#### DESCRIPTION OF THE TASK
Quote all of the entries word for word.

Location labeling records:

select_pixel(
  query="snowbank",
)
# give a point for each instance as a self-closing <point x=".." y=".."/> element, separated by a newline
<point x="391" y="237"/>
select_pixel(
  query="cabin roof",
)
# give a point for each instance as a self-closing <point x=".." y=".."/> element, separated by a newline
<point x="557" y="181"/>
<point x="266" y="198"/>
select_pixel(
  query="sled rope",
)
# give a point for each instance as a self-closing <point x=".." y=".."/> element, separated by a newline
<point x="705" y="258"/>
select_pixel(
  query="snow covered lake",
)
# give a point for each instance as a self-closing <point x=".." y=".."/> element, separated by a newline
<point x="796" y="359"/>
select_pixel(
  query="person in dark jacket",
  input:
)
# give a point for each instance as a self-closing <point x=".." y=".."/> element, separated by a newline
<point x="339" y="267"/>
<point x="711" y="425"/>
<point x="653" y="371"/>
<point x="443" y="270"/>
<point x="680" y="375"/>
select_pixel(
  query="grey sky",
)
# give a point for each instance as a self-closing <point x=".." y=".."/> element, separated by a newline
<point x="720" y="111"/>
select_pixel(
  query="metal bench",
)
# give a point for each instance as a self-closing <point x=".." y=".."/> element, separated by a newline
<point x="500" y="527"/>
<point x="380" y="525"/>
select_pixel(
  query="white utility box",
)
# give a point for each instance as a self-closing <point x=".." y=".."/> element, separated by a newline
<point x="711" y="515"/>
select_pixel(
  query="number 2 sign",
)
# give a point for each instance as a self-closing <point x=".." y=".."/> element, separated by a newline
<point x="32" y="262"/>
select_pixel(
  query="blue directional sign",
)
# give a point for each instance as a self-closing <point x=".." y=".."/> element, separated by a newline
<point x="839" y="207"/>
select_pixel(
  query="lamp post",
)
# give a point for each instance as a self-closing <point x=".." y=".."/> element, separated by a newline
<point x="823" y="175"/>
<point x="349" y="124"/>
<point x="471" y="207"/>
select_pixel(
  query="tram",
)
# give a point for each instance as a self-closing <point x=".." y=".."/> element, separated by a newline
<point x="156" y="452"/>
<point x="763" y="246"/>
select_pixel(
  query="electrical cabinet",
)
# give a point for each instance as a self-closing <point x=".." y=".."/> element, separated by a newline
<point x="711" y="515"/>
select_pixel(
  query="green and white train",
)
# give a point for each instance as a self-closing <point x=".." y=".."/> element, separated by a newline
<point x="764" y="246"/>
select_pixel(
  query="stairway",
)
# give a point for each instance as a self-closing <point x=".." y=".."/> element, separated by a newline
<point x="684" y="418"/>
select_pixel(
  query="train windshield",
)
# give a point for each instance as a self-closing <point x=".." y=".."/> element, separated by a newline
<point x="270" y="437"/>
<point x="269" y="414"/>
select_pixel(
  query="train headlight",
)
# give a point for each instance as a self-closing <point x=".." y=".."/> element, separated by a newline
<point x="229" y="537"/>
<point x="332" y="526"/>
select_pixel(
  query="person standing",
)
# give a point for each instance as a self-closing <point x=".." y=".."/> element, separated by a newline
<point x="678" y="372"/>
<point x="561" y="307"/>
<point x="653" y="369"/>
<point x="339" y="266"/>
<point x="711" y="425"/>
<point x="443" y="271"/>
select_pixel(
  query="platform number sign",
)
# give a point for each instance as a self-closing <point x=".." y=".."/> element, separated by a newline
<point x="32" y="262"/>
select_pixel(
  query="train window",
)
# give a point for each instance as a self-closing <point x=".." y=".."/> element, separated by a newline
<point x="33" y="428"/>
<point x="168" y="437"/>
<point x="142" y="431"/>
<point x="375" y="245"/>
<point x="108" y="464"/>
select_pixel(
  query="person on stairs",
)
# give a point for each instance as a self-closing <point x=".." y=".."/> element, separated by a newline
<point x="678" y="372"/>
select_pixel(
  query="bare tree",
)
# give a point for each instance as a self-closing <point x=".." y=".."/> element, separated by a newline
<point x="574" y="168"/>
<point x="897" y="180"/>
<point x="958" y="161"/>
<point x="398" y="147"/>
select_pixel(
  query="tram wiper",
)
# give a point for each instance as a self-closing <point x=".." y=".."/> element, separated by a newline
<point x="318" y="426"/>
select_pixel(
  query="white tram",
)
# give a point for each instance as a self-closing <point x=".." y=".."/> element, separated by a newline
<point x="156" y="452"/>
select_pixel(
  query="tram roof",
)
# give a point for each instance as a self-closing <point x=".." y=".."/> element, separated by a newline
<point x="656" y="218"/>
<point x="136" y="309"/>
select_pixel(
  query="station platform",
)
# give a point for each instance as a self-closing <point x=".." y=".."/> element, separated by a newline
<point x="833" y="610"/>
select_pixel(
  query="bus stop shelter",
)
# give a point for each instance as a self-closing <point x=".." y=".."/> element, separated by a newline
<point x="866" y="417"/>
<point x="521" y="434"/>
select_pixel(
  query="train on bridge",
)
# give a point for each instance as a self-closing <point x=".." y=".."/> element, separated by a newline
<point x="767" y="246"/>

#### EXPECTED OUTPUT
select_pixel(
  query="snowbank",
)
# give a point for each instance as a self-closing <point x=".." y=".."/> element, separated by a newline
<point x="391" y="237"/>
select_pixel(
  query="cabin roof",
)
# give a point for each instance as a self-closing <point x=".." y=".."/> element, separated by a newline
<point x="557" y="181"/>
<point x="266" y="198"/>
select_pixel(
  query="sled rope",
)
# give a point for each instance as a self-closing <point x=".." y=".."/> element, separated by a newline
<point x="705" y="258"/>
select_pixel(
  query="snow covered lake",
)
# give a point for each instance as a self-closing <point x=".." y=".."/> element, separated by a newline
<point x="796" y="359"/>
select_pixel(
  query="person in dark jacket",
  input:
)
# give a point for each instance as a self-closing <point x=".." y=".."/> element, separated by a newline
<point x="339" y="267"/>
<point x="711" y="425"/>
<point x="653" y="371"/>
<point x="443" y="270"/>
<point x="680" y="375"/>
select_pixel(
  query="grey sky",
)
# give a point for each instance as a self-closing <point x=".." y=".."/> element, separated by a newline
<point x="720" y="111"/>
select_pixel(
  query="metal bench",
)
# give a point for each instance as a self-closing <point x=".." y=".."/> element, separated by a newline
<point x="500" y="527"/>
<point x="380" y="525"/>
select_pixel(
  query="white utility box",
)
# give a point for each instance as a self-closing <point x=".." y=".."/> element, separated by a newline
<point x="711" y="515"/>
select_pixel(
  query="number 2 sign",
)
# give a point for each instance as a self-closing <point x=".." y=".."/> element, separated by a newline
<point x="32" y="262"/>
select_pixel(
  query="blue directional sign",
)
# give a point for each instance as a self-closing <point x=".." y=".."/> element, separated by a newline
<point x="839" y="207"/>
select_pixel(
  query="lamp post",
)
# give a point for each instance as a self-closing <point x=".." y=".."/> element, separated by a newline
<point x="823" y="175"/>
<point x="349" y="124"/>
<point x="471" y="207"/>
select_pixel(
  query="tram",
)
# give a point for each instance as a self-closing <point x=".." y=".."/> element, separated by a newline
<point x="156" y="452"/>
<point x="763" y="246"/>
select_pixel(
  query="electrical cabinet",
)
# give a point for each instance as a self-closing <point x=".." y=".."/> element, separated by a newline
<point x="711" y="515"/>
select_pixel(
  query="green and white train",
)
# give a point for each instance as a self-closing <point x=".." y=".."/> element, separated by a newline
<point x="764" y="246"/>
select_pixel(
  query="stairway",
)
# give a point for each instance as a self-closing <point x=".." y=".."/> element, separated by a newline
<point x="684" y="418"/>
select_pixel(
  query="train windshield",
)
# give a point for each instance as a self-closing <point x=".." y=".."/> element, separated by a newline
<point x="270" y="437"/>
<point x="269" y="414"/>
select_pixel(
  query="train headlight",
)
# give a point for each instance as a self-closing <point x=".." y=".."/> element, separated by a newline
<point x="229" y="537"/>
<point x="332" y="526"/>
select_pixel(
  query="person standing",
)
# give a point for each instance as a self-closing <point x=".." y=".."/> element, separated by a newline
<point x="678" y="372"/>
<point x="561" y="307"/>
<point x="653" y="369"/>
<point x="339" y="266"/>
<point x="711" y="425"/>
<point x="443" y="271"/>
select_pixel(
  query="platform number sign",
)
# give a point for each instance as a self-closing <point x=".." y=".."/> element, separated by a newline
<point x="32" y="262"/>
select_pixel(
  query="train window",
)
# give a point for each instance as a self-closing <point x=".." y=".."/> element, separated by a newline
<point x="33" y="428"/>
<point x="168" y="437"/>
<point x="142" y="431"/>
<point x="375" y="245"/>
<point x="108" y="464"/>
select_pixel(
  query="person on stairs",
)
# give a point for each instance as a self-closing <point x=".." y=".."/> element, separated by a newline
<point x="678" y="372"/>
select_pixel(
  query="bare tree",
)
# give a point for each instance as a self-closing <point x=".." y=".."/> element, separated by a newline
<point x="574" y="168"/>
<point x="897" y="180"/>
<point x="958" y="161"/>
<point x="398" y="147"/>
select_pixel(
  query="tram wiper",
)
# give a point for each instance as a self-closing <point x=".." y=".."/> element, separated by a newline
<point x="318" y="426"/>
select_pixel(
  query="white tram",
)
# give a point for each instance as a self-closing <point x=".." y=".."/> element, separated by a newline
<point x="156" y="452"/>
select_pixel(
  query="tram roof",
)
# give a point for each instance as a self-closing <point x=".." y=".."/> element, separated by a newline
<point x="656" y="218"/>
<point x="136" y="309"/>
select_pixel(
  query="station platform",
)
# give a point for each instance as a self-closing <point x=".." y=".."/> element, separated by a newline
<point x="833" y="610"/>
select_pixel(
  query="bus stop shelter",
)
# give a point for each instance as a self-closing <point x=".." y=".."/> element, separated by a newline
<point x="866" y="417"/>
<point x="521" y="434"/>
select_pixel(
  query="train on bridge",
)
# give a point for each instance as a self-closing <point x=".." y=".."/> element, separated by a newline
<point x="767" y="246"/>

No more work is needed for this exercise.